■ **CONSIGNE**: Indiquez le nombre de lignes des enregistrements ci-dessous qui contiennent la chaîne « item ». Donnez uniquement ce nombre.

■ **DONNÉES D'ENTRÉE**:
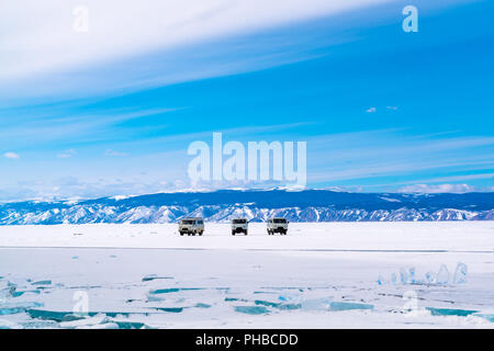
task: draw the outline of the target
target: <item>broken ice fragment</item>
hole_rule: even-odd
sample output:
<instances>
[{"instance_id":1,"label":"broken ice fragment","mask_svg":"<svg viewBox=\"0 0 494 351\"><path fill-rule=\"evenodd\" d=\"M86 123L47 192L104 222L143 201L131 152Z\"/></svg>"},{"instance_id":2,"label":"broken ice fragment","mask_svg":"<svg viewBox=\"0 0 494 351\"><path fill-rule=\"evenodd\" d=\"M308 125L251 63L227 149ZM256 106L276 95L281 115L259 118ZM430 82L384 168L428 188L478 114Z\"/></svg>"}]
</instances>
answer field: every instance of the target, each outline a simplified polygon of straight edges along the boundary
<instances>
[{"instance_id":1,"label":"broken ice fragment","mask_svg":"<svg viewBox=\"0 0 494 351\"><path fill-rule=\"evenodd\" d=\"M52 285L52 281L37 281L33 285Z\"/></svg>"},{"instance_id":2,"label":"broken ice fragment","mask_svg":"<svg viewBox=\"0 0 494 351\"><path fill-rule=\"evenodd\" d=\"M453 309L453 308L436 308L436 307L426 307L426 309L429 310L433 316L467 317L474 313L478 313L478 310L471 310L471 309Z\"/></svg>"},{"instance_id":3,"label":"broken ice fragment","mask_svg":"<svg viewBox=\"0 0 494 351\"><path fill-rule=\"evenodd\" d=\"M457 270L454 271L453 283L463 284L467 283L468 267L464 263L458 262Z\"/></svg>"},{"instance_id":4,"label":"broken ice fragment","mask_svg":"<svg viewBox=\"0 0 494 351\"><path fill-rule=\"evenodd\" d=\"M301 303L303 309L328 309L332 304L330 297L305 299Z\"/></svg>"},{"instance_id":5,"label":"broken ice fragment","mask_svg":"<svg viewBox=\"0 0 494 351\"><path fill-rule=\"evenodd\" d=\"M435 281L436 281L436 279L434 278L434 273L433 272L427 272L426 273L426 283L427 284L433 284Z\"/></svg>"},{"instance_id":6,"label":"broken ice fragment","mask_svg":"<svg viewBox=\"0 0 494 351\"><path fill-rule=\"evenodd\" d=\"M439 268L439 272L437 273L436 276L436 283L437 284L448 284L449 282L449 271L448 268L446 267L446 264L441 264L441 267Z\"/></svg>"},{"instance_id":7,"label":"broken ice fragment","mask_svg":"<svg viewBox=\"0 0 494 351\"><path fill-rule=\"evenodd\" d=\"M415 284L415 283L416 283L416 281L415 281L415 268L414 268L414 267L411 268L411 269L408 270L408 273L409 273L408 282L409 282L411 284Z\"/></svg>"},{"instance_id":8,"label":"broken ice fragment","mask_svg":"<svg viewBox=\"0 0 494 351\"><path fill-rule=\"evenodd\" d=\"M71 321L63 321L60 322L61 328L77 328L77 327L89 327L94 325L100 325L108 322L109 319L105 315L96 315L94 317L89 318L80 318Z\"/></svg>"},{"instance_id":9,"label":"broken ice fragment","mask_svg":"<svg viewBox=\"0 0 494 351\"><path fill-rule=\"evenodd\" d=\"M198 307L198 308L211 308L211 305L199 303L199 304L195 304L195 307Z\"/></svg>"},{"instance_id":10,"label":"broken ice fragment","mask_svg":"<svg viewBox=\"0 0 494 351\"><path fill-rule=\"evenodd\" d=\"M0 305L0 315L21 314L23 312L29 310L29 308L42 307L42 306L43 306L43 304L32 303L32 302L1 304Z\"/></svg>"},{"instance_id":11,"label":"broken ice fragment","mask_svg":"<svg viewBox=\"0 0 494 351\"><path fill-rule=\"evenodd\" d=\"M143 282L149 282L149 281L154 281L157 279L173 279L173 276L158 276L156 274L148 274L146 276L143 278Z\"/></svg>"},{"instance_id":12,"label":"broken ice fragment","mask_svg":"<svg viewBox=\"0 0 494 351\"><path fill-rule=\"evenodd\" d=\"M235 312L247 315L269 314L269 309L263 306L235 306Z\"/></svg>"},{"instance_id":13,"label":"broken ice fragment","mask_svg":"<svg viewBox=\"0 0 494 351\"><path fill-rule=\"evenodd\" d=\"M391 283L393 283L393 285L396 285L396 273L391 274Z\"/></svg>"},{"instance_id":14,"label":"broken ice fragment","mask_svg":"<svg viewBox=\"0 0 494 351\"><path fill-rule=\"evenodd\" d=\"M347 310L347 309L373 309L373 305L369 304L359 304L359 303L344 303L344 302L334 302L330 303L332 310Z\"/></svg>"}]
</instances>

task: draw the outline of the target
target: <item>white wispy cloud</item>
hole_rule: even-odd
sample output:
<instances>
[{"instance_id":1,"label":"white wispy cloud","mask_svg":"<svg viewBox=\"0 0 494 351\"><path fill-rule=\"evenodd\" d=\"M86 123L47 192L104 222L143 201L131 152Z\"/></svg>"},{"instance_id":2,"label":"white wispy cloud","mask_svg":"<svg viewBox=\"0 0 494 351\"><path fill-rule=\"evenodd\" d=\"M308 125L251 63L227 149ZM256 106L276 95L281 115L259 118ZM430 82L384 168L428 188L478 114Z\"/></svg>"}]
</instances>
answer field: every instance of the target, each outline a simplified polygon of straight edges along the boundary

■ **RÉPONSE DE L'EXERCICE**: 2